Bulutlu Pazarlar, Güneşli Pazartesiler

İki takım da sahadaki yerlerini aldı, hava güneşli, zemin ve şartlar top oynamaya oldukça müsait. Hakem yardımcıları ile göz göze geldi ve mücadele başladı. Her iki takıma da başarılar diliyoruz.
Bu cümleler bizim nesil için değilse de bizden önceki jenerasyonlar için radyo başında en sık duyulan futbol cümlelerinden. Birazdan maçı anlatacak spiker önce hava durumunu değerlendiriyor ve hava güneşli, zemin de futbola elverişli ise eğlenceli bir 90 dakika bizi bekliyor. Öyle ya futbol için güneşli bir pazar öğleden sonrasından daha güzel bir an olabilir mi?maxresdefault

1954 yılının 4 Temmuz Pazar günü sabahın erken saatlerinde perdesini arayan Batı Almanya kaptanının içini bir sıkıntı kaplamıştı. Hava oldukça güzel, güneş alabildiğine parlaktı. Evet, hava şartları top oynamaya oldukça elverişliydi ancak savaştan kalma sıtma belası yüzünden güneşli havalarda kaslarının ağrısı onu çok etkiliyor ve çoğu kez istediği gibi oynayabilmesini engelliyordu. Öğlededen sonra oynanacak Dünya Kupası finalini ve Puskas’lı Macarları göz önünde bulundurunca, bu ihtimali hiç de arzulamadığı açıktı. Neyse ki öğleye doğru kara bulutlar imdadına yetişti. Günün sonunda kaptanı olduğu Batı Almanya tarihinin ilk Dünya Kupası şampiyonluğunu kazanacaktı.
_ _ _ _ _ _ _
## İstenenler
**a)** Kaynağa göre Batı Almanya kaptanının güneşli havalarda kas ağrısı çekmesinin sebebi neydi?
**b)** Kaynağa göre Batı Almanya kaptanı 4 Temmuz 1954 sabahı güneşli havayı görünce neden sıkıntıya düştü? Bir ila üç cümleyle açıklayın.
**c)** Kaynaktaki 1954 Dünya Kupası finali anlatısını son cümleden sonrasını yazarak sürdürün.
_ _ _ _ _ _ _
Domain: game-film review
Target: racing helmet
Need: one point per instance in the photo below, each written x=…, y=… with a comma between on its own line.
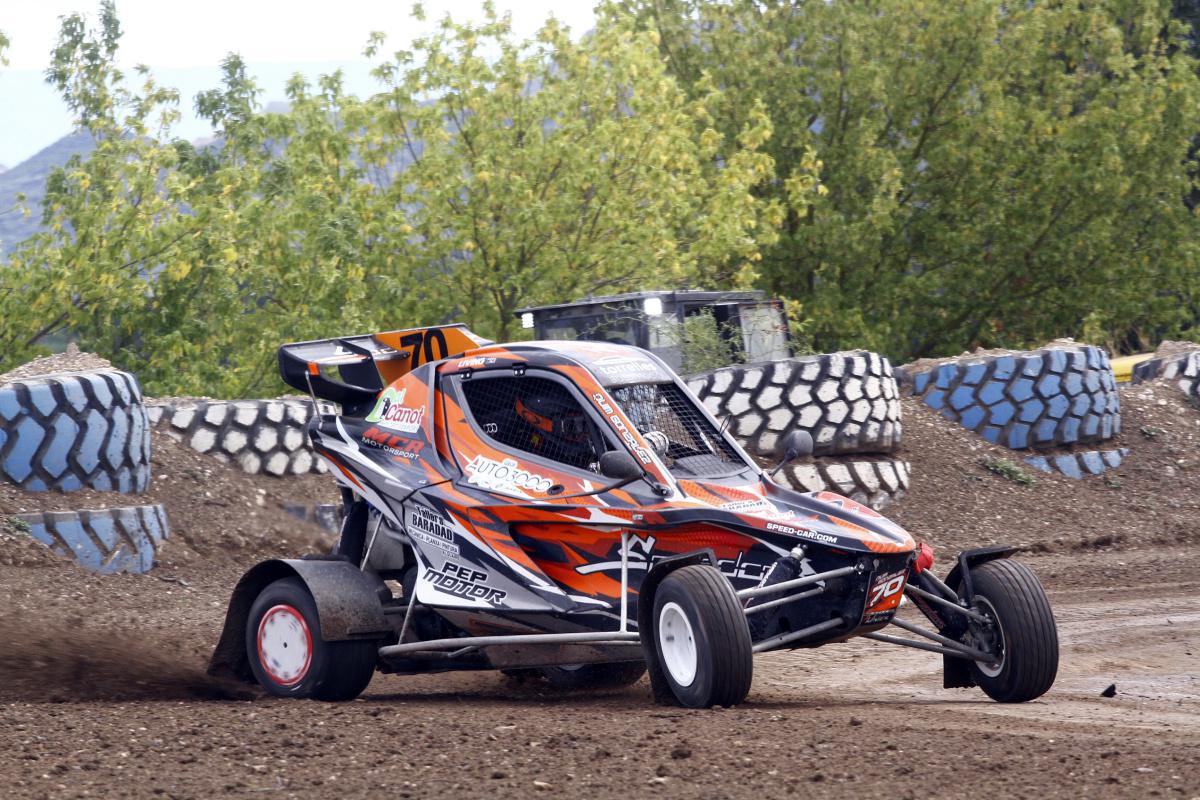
x=553, y=420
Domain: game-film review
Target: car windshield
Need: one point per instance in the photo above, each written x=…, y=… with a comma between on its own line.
x=679, y=433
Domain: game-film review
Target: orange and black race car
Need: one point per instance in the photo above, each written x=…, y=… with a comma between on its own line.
x=569, y=509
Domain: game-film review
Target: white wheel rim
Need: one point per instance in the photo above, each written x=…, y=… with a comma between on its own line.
x=285, y=645
x=996, y=667
x=677, y=643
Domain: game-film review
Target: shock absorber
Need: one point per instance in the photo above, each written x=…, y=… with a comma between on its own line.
x=785, y=569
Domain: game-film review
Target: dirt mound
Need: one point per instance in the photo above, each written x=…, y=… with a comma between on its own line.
x=925, y=365
x=73, y=360
x=1170, y=349
x=957, y=501
x=216, y=511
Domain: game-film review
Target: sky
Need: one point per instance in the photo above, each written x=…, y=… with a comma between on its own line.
x=184, y=43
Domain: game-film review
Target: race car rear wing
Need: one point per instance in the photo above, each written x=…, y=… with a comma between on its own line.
x=353, y=370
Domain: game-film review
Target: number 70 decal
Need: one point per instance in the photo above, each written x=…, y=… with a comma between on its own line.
x=886, y=591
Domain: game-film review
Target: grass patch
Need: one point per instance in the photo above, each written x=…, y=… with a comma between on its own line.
x=18, y=524
x=1009, y=470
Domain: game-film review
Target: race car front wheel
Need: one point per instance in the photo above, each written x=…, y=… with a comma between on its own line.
x=288, y=656
x=1020, y=631
x=701, y=639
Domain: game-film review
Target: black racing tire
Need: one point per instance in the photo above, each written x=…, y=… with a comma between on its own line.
x=328, y=671
x=701, y=639
x=605, y=675
x=1012, y=595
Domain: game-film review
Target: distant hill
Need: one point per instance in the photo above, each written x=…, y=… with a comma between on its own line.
x=29, y=178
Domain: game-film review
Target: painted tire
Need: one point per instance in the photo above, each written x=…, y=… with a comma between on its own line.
x=1042, y=398
x=106, y=541
x=1185, y=370
x=75, y=431
x=849, y=402
x=262, y=437
x=874, y=483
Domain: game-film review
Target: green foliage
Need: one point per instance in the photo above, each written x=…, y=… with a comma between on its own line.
x=467, y=187
x=996, y=174
x=1009, y=470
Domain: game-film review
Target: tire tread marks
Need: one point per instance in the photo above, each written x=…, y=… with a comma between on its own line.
x=263, y=437
x=105, y=540
x=873, y=482
x=1043, y=398
x=849, y=402
x=72, y=431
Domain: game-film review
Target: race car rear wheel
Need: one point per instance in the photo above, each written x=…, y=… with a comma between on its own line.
x=605, y=675
x=701, y=639
x=1020, y=631
x=289, y=659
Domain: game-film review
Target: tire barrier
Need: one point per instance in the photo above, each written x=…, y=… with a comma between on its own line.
x=261, y=437
x=875, y=483
x=73, y=431
x=1183, y=368
x=106, y=541
x=1041, y=398
x=325, y=515
x=847, y=401
x=1079, y=464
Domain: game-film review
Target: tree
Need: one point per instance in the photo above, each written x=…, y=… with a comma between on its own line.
x=467, y=187
x=559, y=169
x=997, y=175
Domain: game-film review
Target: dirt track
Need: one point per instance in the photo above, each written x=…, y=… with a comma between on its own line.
x=858, y=719
x=102, y=691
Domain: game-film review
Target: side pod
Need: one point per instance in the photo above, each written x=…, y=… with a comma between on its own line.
x=348, y=605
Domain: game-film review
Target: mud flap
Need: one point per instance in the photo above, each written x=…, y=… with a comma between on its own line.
x=957, y=672
x=660, y=570
x=348, y=606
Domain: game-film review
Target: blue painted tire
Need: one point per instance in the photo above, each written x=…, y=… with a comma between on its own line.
x=1037, y=400
x=849, y=402
x=106, y=541
x=1183, y=370
x=75, y=431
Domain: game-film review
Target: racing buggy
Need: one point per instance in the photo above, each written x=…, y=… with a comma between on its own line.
x=570, y=509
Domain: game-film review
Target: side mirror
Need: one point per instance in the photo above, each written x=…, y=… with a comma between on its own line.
x=619, y=465
x=792, y=446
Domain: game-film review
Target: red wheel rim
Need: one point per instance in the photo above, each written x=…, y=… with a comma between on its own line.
x=285, y=645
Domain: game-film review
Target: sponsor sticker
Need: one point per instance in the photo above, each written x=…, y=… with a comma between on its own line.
x=397, y=446
x=465, y=582
x=505, y=476
x=475, y=362
x=627, y=435
x=624, y=367
x=803, y=533
x=390, y=411
x=431, y=528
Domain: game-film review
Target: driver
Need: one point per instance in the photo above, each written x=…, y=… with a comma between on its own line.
x=557, y=429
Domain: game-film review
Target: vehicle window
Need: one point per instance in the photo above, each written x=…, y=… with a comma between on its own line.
x=681, y=434
x=535, y=415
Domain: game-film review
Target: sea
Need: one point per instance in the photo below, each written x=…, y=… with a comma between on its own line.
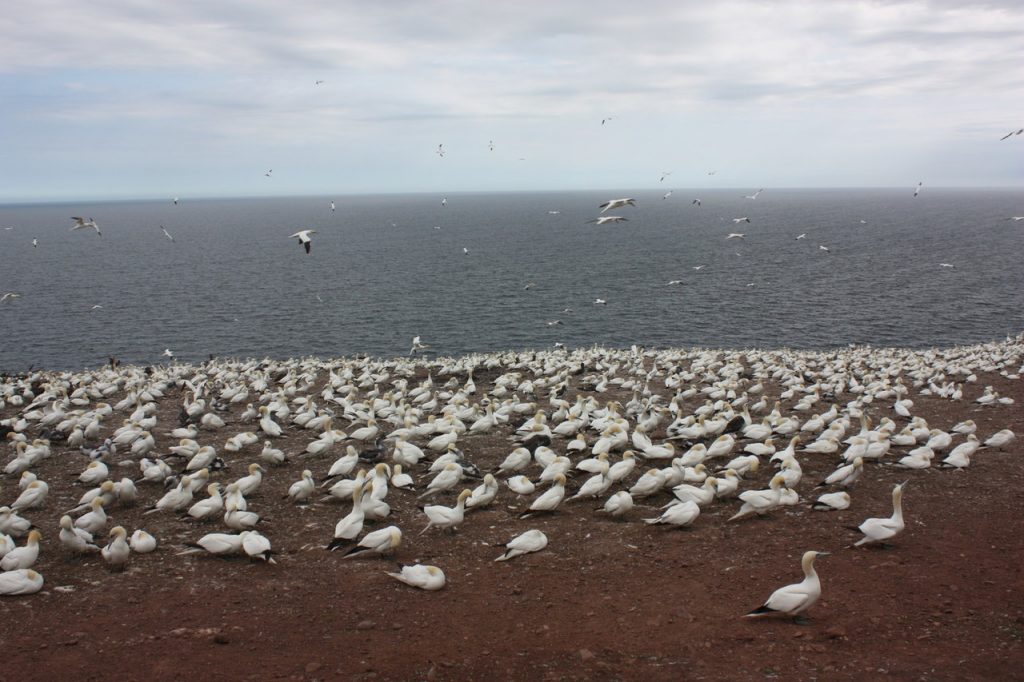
x=507, y=271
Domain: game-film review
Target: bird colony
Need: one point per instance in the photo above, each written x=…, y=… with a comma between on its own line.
x=384, y=459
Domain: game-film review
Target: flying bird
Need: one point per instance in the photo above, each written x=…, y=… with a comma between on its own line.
x=82, y=222
x=303, y=237
x=616, y=203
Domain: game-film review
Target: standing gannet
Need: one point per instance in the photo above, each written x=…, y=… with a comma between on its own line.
x=678, y=513
x=117, y=551
x=531, y=541
x=420, y=576
x=141, y=542
x=25, y=556
x=881, y=529
x=440, y=516
x=378, y=543
x=349, y=527
x=550, y=500
x=303, y=237
x=22, y=581
x=795, y=599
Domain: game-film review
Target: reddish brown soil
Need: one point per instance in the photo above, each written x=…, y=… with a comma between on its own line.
x=605, y=600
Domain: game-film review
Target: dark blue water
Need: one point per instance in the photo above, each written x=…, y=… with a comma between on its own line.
x=233, y=284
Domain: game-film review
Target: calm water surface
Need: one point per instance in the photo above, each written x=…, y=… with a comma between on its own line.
x=233, y=284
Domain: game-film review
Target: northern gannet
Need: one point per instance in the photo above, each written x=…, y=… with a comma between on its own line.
x=550, y=500
x=531, y=541
x=25, y=556
x=117, y=551
x=141, y=542
x=22, y=581
x=795, y=599
x=303, y=237
x=81, y=223
x=378, y=543
x=420, y=576
x=612, y=204
x=76, y=540
x=833, y=502
x=678, y=513
x=881, y=529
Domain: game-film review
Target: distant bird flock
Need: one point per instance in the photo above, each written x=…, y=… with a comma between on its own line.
x=650, y=437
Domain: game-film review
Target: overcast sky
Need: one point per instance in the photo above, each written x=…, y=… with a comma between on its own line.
x=119, y=98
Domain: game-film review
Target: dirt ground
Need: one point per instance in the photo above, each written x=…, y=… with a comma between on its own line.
x=605, y=600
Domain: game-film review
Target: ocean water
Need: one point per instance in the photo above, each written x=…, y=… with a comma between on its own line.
x=233, y=284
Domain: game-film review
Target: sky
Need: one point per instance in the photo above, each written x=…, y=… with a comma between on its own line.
x=150, y=98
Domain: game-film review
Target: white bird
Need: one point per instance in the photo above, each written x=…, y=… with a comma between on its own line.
x=833, y=502
x=881, y=529
x=215, y=543
x=619, y=504
x=76, y=540
x=795, y=599
x=612, y=204
x=999, y=438
x=550, y=500
x=381, y=542
x=440, y=516
x=117, y=551
x=531, y=541
x=141, y=542
x=420, y=576
x=83, y=223
x=303, y=237
x=679, y=514
x=25, y=556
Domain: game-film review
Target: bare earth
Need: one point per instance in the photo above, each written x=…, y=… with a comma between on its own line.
x=605, y=600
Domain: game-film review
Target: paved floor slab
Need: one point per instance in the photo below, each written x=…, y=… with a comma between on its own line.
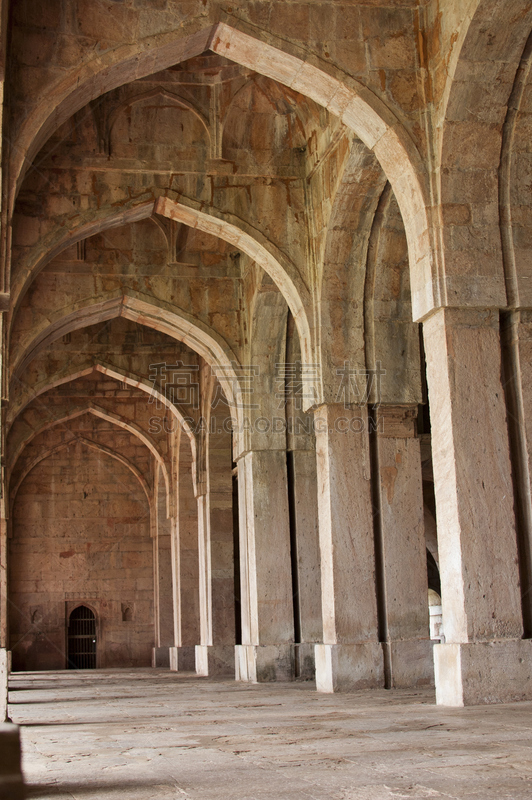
x=156, y=735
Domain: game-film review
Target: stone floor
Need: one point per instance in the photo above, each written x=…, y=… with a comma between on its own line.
x=152, y=734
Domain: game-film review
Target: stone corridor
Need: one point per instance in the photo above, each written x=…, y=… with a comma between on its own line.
x=154, y=735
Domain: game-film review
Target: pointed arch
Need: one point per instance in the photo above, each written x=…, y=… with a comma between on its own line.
x=100, y=413
x=174, y=323
x=88, y=443
x=343, y=96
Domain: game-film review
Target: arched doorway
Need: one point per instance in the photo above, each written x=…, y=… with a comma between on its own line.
x=82, y=639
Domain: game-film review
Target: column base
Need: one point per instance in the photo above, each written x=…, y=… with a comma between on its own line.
x=476, y=673
x=11, y=780
x=346, y=667
x=305, y=661
x=182, y=659
x=215, y=660
x=4, y=674
x=264, y=663
x=160, y=657
x=412, y=663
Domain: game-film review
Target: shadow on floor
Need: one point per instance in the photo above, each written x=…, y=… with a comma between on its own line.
x=79, y=789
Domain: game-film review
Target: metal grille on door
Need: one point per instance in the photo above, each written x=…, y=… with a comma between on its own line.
x=82, y=639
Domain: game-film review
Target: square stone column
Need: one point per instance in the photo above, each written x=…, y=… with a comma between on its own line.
x=11, y=779
x=266, y=652
x=484, y=658
x=306, y=558
x=351, y=655
x=407, y=645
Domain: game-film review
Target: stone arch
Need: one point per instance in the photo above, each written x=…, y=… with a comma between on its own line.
x=344, y=263
x=152, y=94
x=179, y=326
x=115, y=419
x=296, y=295
x=344, y=97
x=88, y=443
x=131, y=380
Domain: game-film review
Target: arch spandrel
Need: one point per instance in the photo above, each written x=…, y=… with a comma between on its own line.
x=358, y=108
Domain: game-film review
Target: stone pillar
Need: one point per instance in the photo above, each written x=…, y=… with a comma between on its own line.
x=164, y=633
x=403, y=586
x=4, y=655
x=305, y=558
x=216, y=654
x=205, y=595
x=188, y=563
x=266, y=652
x=351, y=655
x=484, y=658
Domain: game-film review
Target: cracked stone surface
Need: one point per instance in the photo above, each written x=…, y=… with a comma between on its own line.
x=156, y=735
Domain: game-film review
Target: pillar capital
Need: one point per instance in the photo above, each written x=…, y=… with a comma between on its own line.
x=396, y=421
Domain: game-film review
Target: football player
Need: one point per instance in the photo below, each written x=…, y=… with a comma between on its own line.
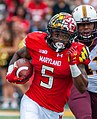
x=57, y=62
x=84, y=106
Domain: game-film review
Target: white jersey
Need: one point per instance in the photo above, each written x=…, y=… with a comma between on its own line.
x=92, y=70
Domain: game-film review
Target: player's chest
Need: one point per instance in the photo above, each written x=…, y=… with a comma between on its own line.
x=93, y=58
x=51, y=62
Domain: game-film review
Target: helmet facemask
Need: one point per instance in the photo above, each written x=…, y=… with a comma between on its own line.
x=86, y=14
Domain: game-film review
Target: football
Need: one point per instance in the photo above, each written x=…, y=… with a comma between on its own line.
x=25, y=68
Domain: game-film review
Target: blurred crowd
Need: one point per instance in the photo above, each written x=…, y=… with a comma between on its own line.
x=17, y=18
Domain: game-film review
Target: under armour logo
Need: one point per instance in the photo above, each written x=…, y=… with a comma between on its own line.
x=59, y=55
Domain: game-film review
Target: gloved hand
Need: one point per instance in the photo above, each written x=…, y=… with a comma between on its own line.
x=72, y=55
x=12, y=78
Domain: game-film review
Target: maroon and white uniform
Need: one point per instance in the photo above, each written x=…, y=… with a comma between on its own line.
x=87, y=102
x=52, y=81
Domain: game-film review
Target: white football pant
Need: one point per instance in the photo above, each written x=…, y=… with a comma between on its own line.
x=31, y=110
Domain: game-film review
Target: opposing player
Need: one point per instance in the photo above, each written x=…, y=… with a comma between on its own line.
x=84, y=106
x=55, y=59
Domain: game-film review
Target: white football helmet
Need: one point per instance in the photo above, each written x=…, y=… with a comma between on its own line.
x=85, y=14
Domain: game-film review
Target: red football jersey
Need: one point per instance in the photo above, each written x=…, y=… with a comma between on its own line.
x=52, y=81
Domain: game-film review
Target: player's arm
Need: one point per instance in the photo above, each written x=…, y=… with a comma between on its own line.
x=80, y=81
x=11, y=74
x=22, y=53
x=78, y=71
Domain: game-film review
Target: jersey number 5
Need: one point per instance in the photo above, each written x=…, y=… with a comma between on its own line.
x=50, y=78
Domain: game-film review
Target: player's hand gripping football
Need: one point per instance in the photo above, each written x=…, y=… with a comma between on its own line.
x=12, y=78
x=72, y=55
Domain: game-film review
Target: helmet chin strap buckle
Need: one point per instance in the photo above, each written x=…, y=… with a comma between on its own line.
x=59, y=46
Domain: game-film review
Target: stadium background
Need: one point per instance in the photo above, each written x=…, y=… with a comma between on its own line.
x=7, y=15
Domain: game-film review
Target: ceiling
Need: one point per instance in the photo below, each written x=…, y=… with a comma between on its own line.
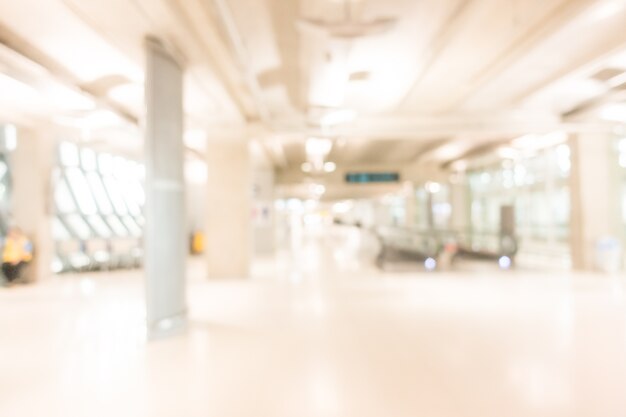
x=412, y=75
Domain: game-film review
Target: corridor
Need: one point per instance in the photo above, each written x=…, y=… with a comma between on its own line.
x=320, y=338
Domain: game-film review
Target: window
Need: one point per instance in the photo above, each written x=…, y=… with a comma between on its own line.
_ _ _ _ _ _ _
## Yanıt olarak
**a)** Savaştan kalma sıtma.

**b)** Savaştan kalma sıtma yüzünden güneşli havalarda kasları ağrıyordu. Bu ağrı çoğu kez istediği gibi oynamasını engelliyordu. Öğleden sonra Puskas'lı Macarlarla Dünya Kupası finali oynanacağı için böyle bir durumu hiç istemiyordu.

**c)**
1954’teki Dünya Kupası şampiyonu takımın kaptanı Fritz Walter, 31 Ekim 1920 yılında Kaiserslautern’de dünyaya geldi. Babası Kaiserslautern kulübünün bünyesinde bir taverna işletiyordu. O ve onun gibi futbol delisi olan küçük kardeşleri Ottmar ile Ludwig için başka bir kulüp ihtimali tartışmaya kapalıydı. 8 yaşında Kaiserslautern’in altyapısında top koşturmaya başladı. Kardeşleri Ludwig, Ottmar, mahalleden arkadaşı Werner Liebrich ve onun abisi Ernst ile doğduğu şehrin sokaklarında top oynarken ilerde birlikte Dünya Kupası’nı kazanma hayalleri kurdular mı ya da öyle bir organizasyondan haberleri var mıydı bilmiyorum ama Bern Mucizesi’nin mimarlarının üçü bu kadrodaydı.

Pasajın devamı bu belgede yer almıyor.